**Problem to solve**
Print the records again, character for character.

[Entries from a dataset]

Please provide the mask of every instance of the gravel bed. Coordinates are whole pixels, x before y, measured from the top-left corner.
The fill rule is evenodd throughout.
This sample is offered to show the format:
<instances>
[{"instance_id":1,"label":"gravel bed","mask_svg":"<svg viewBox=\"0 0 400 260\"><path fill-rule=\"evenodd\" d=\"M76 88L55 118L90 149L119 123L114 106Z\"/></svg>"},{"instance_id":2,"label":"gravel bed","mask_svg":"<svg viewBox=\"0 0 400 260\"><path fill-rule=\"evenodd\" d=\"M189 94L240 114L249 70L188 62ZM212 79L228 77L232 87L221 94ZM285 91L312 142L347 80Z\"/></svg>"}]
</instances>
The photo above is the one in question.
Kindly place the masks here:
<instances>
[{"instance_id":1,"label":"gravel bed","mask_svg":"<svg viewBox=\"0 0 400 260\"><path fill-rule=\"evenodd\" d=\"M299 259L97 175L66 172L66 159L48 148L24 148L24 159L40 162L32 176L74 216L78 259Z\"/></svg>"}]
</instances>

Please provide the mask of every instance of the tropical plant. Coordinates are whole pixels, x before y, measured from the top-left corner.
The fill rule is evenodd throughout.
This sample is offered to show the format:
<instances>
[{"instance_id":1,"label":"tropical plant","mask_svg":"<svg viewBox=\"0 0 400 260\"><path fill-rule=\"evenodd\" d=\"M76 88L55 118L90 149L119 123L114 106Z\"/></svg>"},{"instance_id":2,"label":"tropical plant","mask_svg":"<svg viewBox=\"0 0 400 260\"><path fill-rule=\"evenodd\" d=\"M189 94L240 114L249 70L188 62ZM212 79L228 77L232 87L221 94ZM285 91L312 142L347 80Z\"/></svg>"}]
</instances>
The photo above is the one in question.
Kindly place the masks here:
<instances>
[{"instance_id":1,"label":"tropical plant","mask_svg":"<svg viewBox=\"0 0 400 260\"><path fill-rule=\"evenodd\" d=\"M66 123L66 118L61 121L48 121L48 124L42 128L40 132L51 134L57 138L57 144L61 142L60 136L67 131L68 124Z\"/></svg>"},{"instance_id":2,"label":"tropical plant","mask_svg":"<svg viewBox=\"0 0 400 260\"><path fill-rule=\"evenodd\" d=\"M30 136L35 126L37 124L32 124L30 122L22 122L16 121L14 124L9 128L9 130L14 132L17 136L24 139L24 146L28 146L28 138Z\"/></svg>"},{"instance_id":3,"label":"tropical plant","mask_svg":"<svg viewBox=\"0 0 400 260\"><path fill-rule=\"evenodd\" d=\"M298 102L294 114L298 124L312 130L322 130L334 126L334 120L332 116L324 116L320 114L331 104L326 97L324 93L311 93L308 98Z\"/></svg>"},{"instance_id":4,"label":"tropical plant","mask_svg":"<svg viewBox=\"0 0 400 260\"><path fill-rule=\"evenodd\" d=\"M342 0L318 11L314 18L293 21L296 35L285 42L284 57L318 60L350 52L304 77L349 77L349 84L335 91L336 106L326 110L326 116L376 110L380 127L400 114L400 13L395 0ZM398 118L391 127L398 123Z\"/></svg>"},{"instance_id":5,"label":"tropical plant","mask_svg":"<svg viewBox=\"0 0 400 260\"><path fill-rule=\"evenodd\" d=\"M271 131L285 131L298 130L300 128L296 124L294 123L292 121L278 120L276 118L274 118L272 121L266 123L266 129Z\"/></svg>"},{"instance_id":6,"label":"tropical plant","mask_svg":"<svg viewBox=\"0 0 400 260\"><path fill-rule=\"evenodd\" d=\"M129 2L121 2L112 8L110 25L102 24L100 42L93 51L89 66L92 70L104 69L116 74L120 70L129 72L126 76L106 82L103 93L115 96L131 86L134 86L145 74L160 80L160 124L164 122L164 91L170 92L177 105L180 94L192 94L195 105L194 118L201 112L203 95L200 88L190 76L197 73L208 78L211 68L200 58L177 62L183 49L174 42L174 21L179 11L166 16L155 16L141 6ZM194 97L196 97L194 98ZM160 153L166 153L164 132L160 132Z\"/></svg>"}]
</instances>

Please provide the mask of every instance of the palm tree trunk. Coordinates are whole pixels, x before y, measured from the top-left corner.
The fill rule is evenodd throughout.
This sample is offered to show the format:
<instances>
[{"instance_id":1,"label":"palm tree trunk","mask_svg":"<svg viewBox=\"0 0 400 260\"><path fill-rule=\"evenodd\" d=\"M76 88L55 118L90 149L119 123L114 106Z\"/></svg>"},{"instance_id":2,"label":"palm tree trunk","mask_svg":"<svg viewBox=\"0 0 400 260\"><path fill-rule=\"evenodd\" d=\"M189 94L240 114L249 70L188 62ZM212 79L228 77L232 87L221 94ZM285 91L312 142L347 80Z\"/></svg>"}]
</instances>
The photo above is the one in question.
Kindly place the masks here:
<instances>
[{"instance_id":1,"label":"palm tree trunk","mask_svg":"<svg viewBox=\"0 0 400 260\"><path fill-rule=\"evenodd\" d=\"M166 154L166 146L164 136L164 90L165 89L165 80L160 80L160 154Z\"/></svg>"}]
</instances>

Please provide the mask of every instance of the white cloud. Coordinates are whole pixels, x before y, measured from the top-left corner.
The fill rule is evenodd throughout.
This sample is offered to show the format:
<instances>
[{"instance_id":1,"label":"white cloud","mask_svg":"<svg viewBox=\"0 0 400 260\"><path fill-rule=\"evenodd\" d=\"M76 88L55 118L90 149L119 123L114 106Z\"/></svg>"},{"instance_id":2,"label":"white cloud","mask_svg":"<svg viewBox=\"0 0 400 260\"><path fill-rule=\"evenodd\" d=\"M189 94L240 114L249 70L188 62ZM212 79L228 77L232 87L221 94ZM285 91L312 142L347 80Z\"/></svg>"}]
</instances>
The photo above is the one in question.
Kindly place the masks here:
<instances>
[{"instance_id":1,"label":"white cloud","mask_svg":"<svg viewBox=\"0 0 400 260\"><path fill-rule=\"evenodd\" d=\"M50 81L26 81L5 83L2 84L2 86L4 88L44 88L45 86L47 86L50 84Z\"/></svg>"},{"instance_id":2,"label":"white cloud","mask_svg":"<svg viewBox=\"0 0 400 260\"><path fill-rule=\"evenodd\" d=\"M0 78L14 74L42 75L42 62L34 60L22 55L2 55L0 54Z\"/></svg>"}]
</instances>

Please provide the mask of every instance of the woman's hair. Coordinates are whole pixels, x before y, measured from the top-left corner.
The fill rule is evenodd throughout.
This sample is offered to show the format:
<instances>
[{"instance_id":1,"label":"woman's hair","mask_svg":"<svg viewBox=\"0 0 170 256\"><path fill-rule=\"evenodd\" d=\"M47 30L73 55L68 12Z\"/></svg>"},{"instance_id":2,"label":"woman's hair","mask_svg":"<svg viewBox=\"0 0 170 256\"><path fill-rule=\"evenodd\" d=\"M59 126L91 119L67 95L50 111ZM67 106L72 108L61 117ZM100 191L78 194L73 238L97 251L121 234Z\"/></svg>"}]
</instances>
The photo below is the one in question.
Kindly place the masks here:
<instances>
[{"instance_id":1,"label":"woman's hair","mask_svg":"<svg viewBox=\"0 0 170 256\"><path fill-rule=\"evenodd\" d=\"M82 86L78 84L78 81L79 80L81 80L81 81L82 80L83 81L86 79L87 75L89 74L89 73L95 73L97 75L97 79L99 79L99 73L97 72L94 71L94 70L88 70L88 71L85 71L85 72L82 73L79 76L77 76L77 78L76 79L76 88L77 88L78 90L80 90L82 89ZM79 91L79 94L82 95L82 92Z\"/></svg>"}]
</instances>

**Reply to the task**
Please provide the mask of every instance of the gravel bed. Coordinates are whole pixels, x before y, measured from the top-left corner.
The fill rule is evenodd throughout.
This sample is offered to show the format:
<instances>
[{"instance_id":1,"label":"gravel bed","mask_svg":"<svg viewBox=\"0 0 400 260\"><path fill-rule=\"evenodd\" d=\"M76 88L55 118L90 149L119 123L114 106Z\"/></svg>"},{"instance_id":2,"label":"gravel bed","mask_svg":"<svg viewBox=\"0 0 400 260\"><path fill-rule=\"evenodd\" d=\"M189 94L240 114L249 70L188 62ZM212 79L228 77L232 87L221 94ZM285 91L312 142L347 80Z\"/></svg>"}]
</instances>
The photo above is the one in question.
Kindly place the masks here:
<instances>
[{"instance_id":1,"label":"gravel bed","mask_svg":"<svg viewBox=\"0 0 400 260\"><path fill-rule=\"evenodd\" d=\"M299 259L97 175L66 172L66 159L48 148L24 148L24 159L40 162L32 176L74 216L78 259Z\"/></svg>"}]
</instances>

Please provide the mask of every instance of the tropical plant. Coordinates are whole pixels, x before y, measured from the top-left corner.
The fill rule is evenodd throughout.
This sample is offered to show the format:
<instances>
[{"instance_id":1,"label":"tropical plant","mask_svg":"<svg viewBox=\"0 0 400 260\"><path fill-rule=\"evenodd\" d=\"M76 88L55 118L90 149L119 123L114 106Z\"/></svg>"},{"instance_id":2,"label":"tropical plant","mask_svg":"<svg viewBox=\"0 0 400 260\"><path fill-rule=\"evenodd\" d=\"M189 94L240 114L249 70L188 62ZM212 79L228 77L232 87L221 94ZM285 91L312 142L347 80Z\"/></svg>"}]
</instances>
The photo above is the one in question.
Kindly place the masks here:
<instances>
[{"instance_id":1,"label":"tropical plant","mask_svg":"<svg viewBox=\"0 0 400 260\"><path fill-rule=\"evenodd\" d=\"M66 123L66 118L61 121L48 121L48 124L42 128L40 132L51 134L57 138L57 144L61 142L60 136L67 131L68 124Z\"/></svg>"},{"instance_id":2,"label":"tropical plant","mask_svg":"<svg viewBox=\"0 0 400 260\"><path fill-rule=\"evenodd\" d=\"M30 136L35 126L37 124L32 124L30 122L22 122L16 121L14 124L9 128L9 130L14 132L17 136L24 139L24 146L28 146L28 138Z\"/></svg>"},{"instance_id":3,"label":"tropical plant","mask_svg":"<svg viewBox=\"0 0 400 260\"><path fill-rule=\"evenodd\" d=\"M298 102L294 114L298 124L312 130L322 130L334 126L334 120L332 116L324 116L320 114L331 104L326 97L324 93L311 93L308 98Z\"/></svg>"},{"instance_id":4,"label":"tropical plant","mask_svg":"<svg viewBox=\"0 0 400 260\"><path fill-rule=\"evenodd\" d=\"M342 0L318 11L314 18L293 21L296 35L285 42L284 57L318 60L350 52L304 77L349 77L349 84L335 91L336 106L326 110L326 116L376 110L380 127L400 114L400 13L395 0ZM398 118L391 127L398 123Z\"/></svg>"},{"instance_id":5,"label":"tropical plant","mask_svg":"<svg viewBox=\"0 0 400 260\"><path fill-rule=\"evenodd\" d=\"M271 131L285 131L298 130L300 128L296 124L294 123L292 121L278 120L276 118L274 118L272 121L266 123L266 129Z\"/></svg>"},{"instance_id":6,"label":"tropical plant","mask_svg":"<svg viewBox=\"0 0 400 260\"><path fill-rule=\"evenodd\" d=\"M129 2L121 2L112 8L110 25L102 24L100 42L93 51L89 66L92 70L104 69L116 74L120 70L129 72L126 76L106 82L103 93L115 96L131 86L134 86L145 74L160 80L160 124L164 122L164 91L170 92L177 105L180 94L192 94L195 105L194 118L201 112L203 95L200 88L190 76L197 73L208 78L211 68L200 58L177 62L183 49L174 42L174 21L179 11L166 16L155 16L141 6ZM194 97L196 97L194 98ZM160 153L166 153L164 132L160 132Z\"/></svg>"}]
</instances>

Please provide the mask of every instance of the palm tree trunk. Coordinates are whole pixels, x before y, measured from the top-left corner.
The fill rule is evenodd throughout.
This sample is offered to show the format:
<instances>
[{"instance_id":1,"label":"palm tree trunk","mask_svg":"<svg viewBox=\"0 0 400 260\"><path fill-rule=\"evenodd\" d=\"M76 88L55 118L90 149L119 123L114 106Z\"/></svg>"},{"instance_id":2,"label":"palm tree trunk","mask_svg":"<svg viewBox=\"0 0 400 260\"><path fill-rule=\"evenodd\" d=\"M189 94L240 114L249 70L188 62ZM212 79L228 77L232 87L221 94ZM285 91L312 142L347 80Z\"/></svg>"}]
</instances>
The photo above is the one in question.
Kindly place the masks here:
<instances>
[{"instance_id":1,"label":"palm tree trunk","mask_svg":"<svg viewBox=\"0 0 400 260\"><path fill-rule=\"evenodd\" d=\"M166 154L166 146L164 136L164 90L165 89L165 80L160 80L160 154Z\"/></svg>"}]
</instances>

Please provide the mask of every instance of the white cloud. Coordinates are whole pixels, x before y, measured from the top-left corner.
The fill rule is evenodd throughout.
This sample is offered to show the format:
<instances>
[{"instance_id":1,"label":"white cloud","mask_svg":"<svg viewBox=\"0 0 400 260\"><path fill-rule=\"evenodd\" d=\"M76 88L55 118L90 149L119 123L114 106Z\"/></svg>"},{"instance_id":2,"label":"white cloud","mask_svg":"<svg viewBox=\"0 0 400 260\"><path fill-rule=\"evenodd\" d=\"M189 94L240 114L249 70L188 62ZM212 79L228 77L232 87L221 94ZM285 91L312 142L347 80Z\"/></svg>"}]
</instances>
The photo above is the one in question.
Kindly place the masks here:
<instances>
[{"instance_id":1,"label":"white cloud","mask_svg":"<svg viewBox=\"0 0 400 260\"><path fill-rule=\"evenodd\" d=\"M50 81L26 81L5 83L2 84L2 86L4 88L44 88L45 86L47 86L50 84Z\"/></svg>"},{"instance_id":2,"label":"white cloud","mask_svg":"<svg viewBox=\"0 0 400 260\"><path fill-rule=\"evenodd\" d=\"M0 78L14 74L42 75L42 62L34 60L22 55L2 55L0 54Z\"/></svg>"}]
</instances>

Please provide the mask of every instance of the woman's hair. Coordinates are whole pixels, x before y, measured from the top-left corner.
The fill rule is evenodd throughout.
This sample is offered to show the format:
<instances>
[{"instance_id":1,"label":"woman's hair","mask_svg":"<svg viewBox=\"0 0 170 256\"><path fill-rule=\"evenodd\" d=\"M47 30L73 55L68 12Z\"/></svg>"},{"instance_id":2,"label":"woman's hair","mask_svg":"<svg viewBox=\"0 0 170 256\"><path fill-rule=\"evenodd\" d=\"M59 126L91 119L67 95L50 111ZM67 106L72 108L61 117ZM100 191L78 194L73 238L97 251L121 234Z\"/></svg>"}]
</instances>
The photo below is the one in question.
Kindly place the masks here:
<instances>
[{"instance_id":1,"label":"woman's hair","mask_svg":"<svg viewBox=\"0 0 170 256\"><path fill-rule=\"evenodd\" d=\"M82 86L78 84L78 81L79 80L81 80L81 81L82 80L83 81L86 79L87 75L89 74L89 73L95 73L97 75L97 79L99 79L99 73L97 72L94 71L94 70L88 70L88 71L85 71L85 72L82 73L79 76L77 76L77 78L76 79L76 88L77 88L78 90L80 90L82 89ZM79 91L79 94L82 95L82 92Z\"/></svg>"}]
</instances>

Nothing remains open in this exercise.